## [Tarefa proposta a]
Em quantas linhas das entradas abaixo aparece a palavra "wheel"? Responda apenas com o número.

## [Excerto da fonte]

-*-

Não se pode pensar nas coisas dessa forma. Rodam-se milhares de quilómetros de corrida sem que haja um único acidente. Se formos a ver, a probabilidade de morrer de ataque de coração é de 20%, de cancro 16.67%, etc.. Não quero com isto dizer que não é uma atividade de alto risco, porque o é. Daí que, para aqui se andar com segurança, é preciso uma combinação de experiência, preparação e, sobretudo, muito bom senso em cima da mota.

Como descreve o ambiente que se vive em torno da prova? É verdade que os locais acolhem em suas casas pilotos e espetadores numa atmosfera ímpar?
A Ilha de Man é, sem dúvida, um lugar especial, também nesse sentido. Os locais são ímpares e as pessoas incansáveis a receber turistas e visitantes. A ilha está habituada a ficar, durante o TT, literalmente a ‘rebentar pelas costuras’. A oferta hoteleira não é suficiente. Logo, são os particulares a prontificarem-se a resolver o problema.

Outra das características é a importância da rádio na prova. Com um circuito de mais de 60 quilómetros, não há transmissão televisiva. São aos milhares os espectadores com transístores…
Há duas razões para isso. Em primeiro lugar, há um grande respeito pela tradição e as corridas sempre foram transmitidas pela rádio. Em segundo lugar, tecnicamente, não é fácil seguir em direto e pela televisão uma prova cuja volta mede 60 quilómetros. Eventualmente, de helicóptero seria possível, mas a perspetiva não seria a melhor. Eventualmente, passaremos a ter o TT em directo e em HD. É apenas uma questão de tempo.

-*-

## [Dados fornecidos]
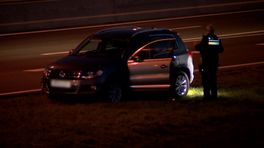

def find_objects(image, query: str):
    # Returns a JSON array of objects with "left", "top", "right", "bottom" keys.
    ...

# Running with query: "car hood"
[{"left": 48, "top": 55, "right": 120, "bottom": 70}]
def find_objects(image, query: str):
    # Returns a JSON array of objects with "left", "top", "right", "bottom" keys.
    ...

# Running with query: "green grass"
[{"left": 0, "top": 66, "right": 264, "bottom": 147}]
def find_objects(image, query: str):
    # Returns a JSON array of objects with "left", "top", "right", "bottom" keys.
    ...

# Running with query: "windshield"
[{"left": 74, "top": 38, "right": 127, "bottom": 55}]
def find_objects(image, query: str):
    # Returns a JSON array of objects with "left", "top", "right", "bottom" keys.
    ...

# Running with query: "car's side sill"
[{"left": 130, "top": 84, "right": 170, "bottom": 89}]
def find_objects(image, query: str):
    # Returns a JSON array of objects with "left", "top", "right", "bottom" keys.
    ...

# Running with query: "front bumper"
[{"left": 42, "top": 78, "right": 102, "bottom": 95}]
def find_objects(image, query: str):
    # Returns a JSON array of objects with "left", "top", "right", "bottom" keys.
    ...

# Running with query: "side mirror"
[
  {"left": 132, "top": 56, "right": 143, "bottom": 62},
  {"left": 69, "top": 49, "right": 74, "bottom": 55}
]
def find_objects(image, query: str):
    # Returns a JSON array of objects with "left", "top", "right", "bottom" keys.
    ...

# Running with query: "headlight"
[
  {"left": 43, "top": 68, "right": 51, "bottom": 77},
  {"left": 81, "top": 70, "right": 104, "bottom": 79}
]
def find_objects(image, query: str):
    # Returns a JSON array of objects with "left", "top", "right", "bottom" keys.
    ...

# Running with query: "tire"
[
  {"left": 171, "top": 72, "right": 190, "bottom": 98},
  {"left": 105, "top": 85, "right": 124, "bottom": 103}
]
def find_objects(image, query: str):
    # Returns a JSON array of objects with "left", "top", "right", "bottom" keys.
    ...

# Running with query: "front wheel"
[{"left": 171, "top": 72, "right": 190, "bottom": 98}]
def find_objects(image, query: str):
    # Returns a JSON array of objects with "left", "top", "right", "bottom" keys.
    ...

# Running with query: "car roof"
[{"left": 95, "top": 27, "right": 173, "bottom": 40}]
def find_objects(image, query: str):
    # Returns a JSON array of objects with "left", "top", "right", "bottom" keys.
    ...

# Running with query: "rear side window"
[
  {"left": 174, "top": 37, "right": 187, "bottom": 55},
  {"left": 149, "top": 40, "right": 175, "bottom": 59}
]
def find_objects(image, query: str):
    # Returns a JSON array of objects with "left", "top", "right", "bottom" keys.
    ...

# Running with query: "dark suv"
[{"left": 42, "top": 27, "right": 194, "bottom": 102}]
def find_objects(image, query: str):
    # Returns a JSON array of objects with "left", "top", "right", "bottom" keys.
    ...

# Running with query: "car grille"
[{"left": 49, "top": 70, "right": 79, "bottom": 79}]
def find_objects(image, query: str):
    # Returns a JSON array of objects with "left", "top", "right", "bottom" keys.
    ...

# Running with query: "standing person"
[{"left": 195, "top": 25, "right": 224, "bottom": 99}]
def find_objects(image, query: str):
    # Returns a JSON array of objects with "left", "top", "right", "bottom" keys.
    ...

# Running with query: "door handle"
[{"left": 160, "top": 64, "right": 168, "bottom": 69}]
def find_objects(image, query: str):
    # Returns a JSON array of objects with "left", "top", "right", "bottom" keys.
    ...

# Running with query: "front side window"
[{"left": 134, "top": 40, "right": 175, "bottom": 60}]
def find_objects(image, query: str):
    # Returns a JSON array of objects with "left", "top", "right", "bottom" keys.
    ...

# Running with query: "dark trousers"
[{"left": 201, "top": 68, "right": 217, "bottom": 99}]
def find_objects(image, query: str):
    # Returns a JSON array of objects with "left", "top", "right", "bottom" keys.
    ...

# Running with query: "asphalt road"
[{"left": 0, "top": 9, "right": 264, "bottom": 95}]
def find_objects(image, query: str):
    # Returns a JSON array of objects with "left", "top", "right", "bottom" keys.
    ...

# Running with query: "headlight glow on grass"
[
  {"left": 187, "top": 87, "right": 203, "bottom": 98},
  {"left": 187, "top": 87, "right": 234, "bottom": 98}
]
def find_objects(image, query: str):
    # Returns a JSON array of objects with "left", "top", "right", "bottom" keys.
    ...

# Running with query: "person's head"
[{"left": 205, "top": 24, "right": 215, "bottom": 34}]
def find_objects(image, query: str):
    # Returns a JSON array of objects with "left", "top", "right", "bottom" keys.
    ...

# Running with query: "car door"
[{"left": 128, "top": 38, "right": 175, "bottom": 87}]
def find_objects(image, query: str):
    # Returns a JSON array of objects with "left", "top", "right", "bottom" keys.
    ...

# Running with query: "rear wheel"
[{"left": 172, "top": 72, "right": 190, "bottom": 98}]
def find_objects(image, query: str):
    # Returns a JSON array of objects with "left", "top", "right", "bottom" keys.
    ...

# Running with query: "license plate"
[{"left": 50, "top": 80, "right": 71, "bottom": 88}]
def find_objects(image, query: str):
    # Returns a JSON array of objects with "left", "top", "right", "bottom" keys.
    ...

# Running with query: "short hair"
[{"left": 206, "top": 24, "right": 215, "bottom": 33}]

-*-

## [Tarefa proposta b]
Copie do excerto sobre o TT da Ilha de Man, acima, o trecho que começa nas palavras "Como descreve o" e termina logo após "resolver o problema.", sem qualquer alteração.

## [Resposta final a]
2

## [Resposta final b]
Como descreve o ambiente que se vive em torno da prova? É verdade que os locais acolhem em suas casas pilotos e espetadores numa atmosfera ímpar?
A Ilha de Man é, sem dúvida, um lugar especial, também nesse sentido. Os locais são ímpares e as pessoas incansáveis a receber turistas e visitantes. A ilha está habituada a ficar, durante o TT, literalmente a ‘rebentar pelas costuras’. A oferta hoteleira não é suficiente. Logo, são os particulares a prontificarem-se a resolver o problema.